▸ TEXT EXTRACT:
☆ ☆ ☆ ☆ ☆

In lieu of an abstract, here is a brief excerpt of the content:

Reviewed by:
  • What You Wish For: A Book for Darfur
  • Karen Coats
What You Wish For: A Book for Darfur. Putnam, 2011. [288p]. ISBN 978-0-399-25454-3 $17.99 Reviewed from galleys R Gr. 6-9.

If there is one thing that unites human beings across cultures, history and circumstance, it's the persistent desire that things might be other than the way they are. We wish for things we don't have, we wish our lives and bodies were different, we wish that others might notice us, we wish to be left alone, we wish that certain things would never change. In this richly varied collection centered on the theme of wishing, eighteen widely known writers, from Meg Cabot to John Green to Francisco X. Stork, share fresh and insightful stories, almost all published here for the first time, of wishes and their consequences. Most offer hope through wishes realized, but some settle for the act of wishing itself, the humor of wishes gone awry, or a warning to indeed be careful what one wishes for. There are refashioned fairy tales, light-hearted sibling, friend, and crush dramas, a graphic short about the wishes our ancestors made for us and helped us realize, several poems, and an open-ended concluding story by Joyce Carol Oates that resists easy interpretation. Settings range from the nineteenth-century cities of Andersen's "Little Match Girl" and the Grimms' "Aschenputtel" to more contemporary urban, suburban, and rural environs to futuristic cityscapes, with main characters of multiple ethnicities. The book opens with a moving forward by Mia Farrow about her experiences with a boy from a refugee camp in Darfur and ends with an explanatory note from the co-founder of the Book Wish Foundation, the charity organized to establish libraries in Darfuri refugee camps that will receive proceeds from this volume. With high-quality stories that appeal to varied tastes, this is a great collection to have on hand in the classroom for spare moments of reading alone or aloud to spur reflection and discussion, as well as to awaken students to the ways in which wishing might lead to doing good where it's most needed. [End Page 177]

...

☆ ☆ ☆ ☆ ☆

▸ DATA:
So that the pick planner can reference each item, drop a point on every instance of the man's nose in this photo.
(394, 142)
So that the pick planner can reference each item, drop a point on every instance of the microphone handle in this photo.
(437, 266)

☆ ☆ ☆ ☆ ☆

▸ TASKS TO CARRY OUT:
• 1. Could you repeat everything in the book review from "In lieu of an" down to "galleys R Gr. 6-9.", changing "galleys" to "page proofs"?
• 2. Can you rewrite the book review's paragraph beginning "If there is one thing that unites human beings" more briefly while keeping its main facts?
• 3. Which writers of stories in the collection does the book review name?

▸ RESPONSES FOR EACH TASK:
• 1.
In lieu of an abstract, here is a brief excerpt of the content:

Reviewed by:
  • What You Wish For: A Book for Darfur
  • Karen Coats
What You Wish For: A Book for Darfur. Putnam, 2011. [288p]. ISBN 978-0-399-25454-3 $17.99 Reviewed from page proofs R Gr. 6-9.

• 2. Wishing for things to be different is something all people share. This collection gathers eighteen well-known writers, including Meg Cabot, John Green and Francisco X. Stork. Almost all of their stories about wishes and their consequences appear here for the first time. Most stories offer hope through wishes that come true. Others focus on the act of wishing, on humor when wishes go wrong, or on a warning to be careful what one wishes for. The book includes refashioned fairy tales, lighthearted dramas about siblings, friends and crushes, a graphic short about our ancestors' wishes, several poems, and an open-ended final story by Joyce Carol Oates. Settings run from nineteenth-century cities to contemporary and futuristic places, and the main characters are of multiple ethnicities. Mia Farrow's foreword describes a boy from a Darfur refugee camp. A closing note by the co-founder of the Book Wish Foundation explains that proceeds will help establish libraries in Darfuri refugee camps. With stories that suit varied tastes, the book is well suited to classroom reading and discussion, and it may inspire students to do good where it is needed most.

• 3.
- Meg Cabot
- John Green
- Francisco X. Stork
- Joyce Carol Oates